Starting with the first line of the items and going on through the line that contains "293 156 L 288", write those lines out again, changing "folded rag" to "dish towel" and leaving everything else the same.

>> start

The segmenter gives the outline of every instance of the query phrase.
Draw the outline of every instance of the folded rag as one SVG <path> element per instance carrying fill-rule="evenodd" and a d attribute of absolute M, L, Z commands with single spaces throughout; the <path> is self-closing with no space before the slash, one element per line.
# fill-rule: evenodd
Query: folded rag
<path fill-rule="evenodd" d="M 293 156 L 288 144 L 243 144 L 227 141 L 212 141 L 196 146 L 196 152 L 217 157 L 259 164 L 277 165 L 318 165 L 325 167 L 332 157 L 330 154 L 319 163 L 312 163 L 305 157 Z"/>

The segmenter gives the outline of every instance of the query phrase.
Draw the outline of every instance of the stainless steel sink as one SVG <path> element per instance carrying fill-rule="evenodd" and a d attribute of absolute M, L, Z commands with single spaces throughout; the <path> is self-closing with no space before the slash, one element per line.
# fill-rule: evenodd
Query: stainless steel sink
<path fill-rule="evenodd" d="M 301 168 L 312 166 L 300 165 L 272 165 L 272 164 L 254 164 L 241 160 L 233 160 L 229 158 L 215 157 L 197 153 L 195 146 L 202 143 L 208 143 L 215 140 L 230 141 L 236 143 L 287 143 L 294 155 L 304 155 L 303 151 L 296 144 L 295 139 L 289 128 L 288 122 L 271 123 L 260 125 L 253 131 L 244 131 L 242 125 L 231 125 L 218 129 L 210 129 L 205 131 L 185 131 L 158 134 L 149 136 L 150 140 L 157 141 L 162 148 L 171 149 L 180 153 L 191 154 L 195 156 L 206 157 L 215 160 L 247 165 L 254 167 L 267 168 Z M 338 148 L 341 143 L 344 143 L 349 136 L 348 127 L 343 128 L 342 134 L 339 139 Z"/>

>> end

> _Finished exercise_
The segmenter gives the outline of every instance of the query phrase.
Draw the outline of every instance of the dish towel as one SVG <path> element per instance carrying fill-rule="evenodd" and a d attribute of absolute M, L, Z commands with single spaces throughout; the <path> is self-closing with no space before the slash, one element per line.
# fill-rule: evenodd
Query: dish towel
<path fill-rule="evenodd" d="M 293 156 L 288 144 L 243 144 L 227 141 L 212 141 L 196 146 L 196 152 L 217 157 L 259 164 L 277 165 L 318 165 L 325 167 L 332 157 L 330 154 L 319 163 L 312 163 L 305 157 Z"/>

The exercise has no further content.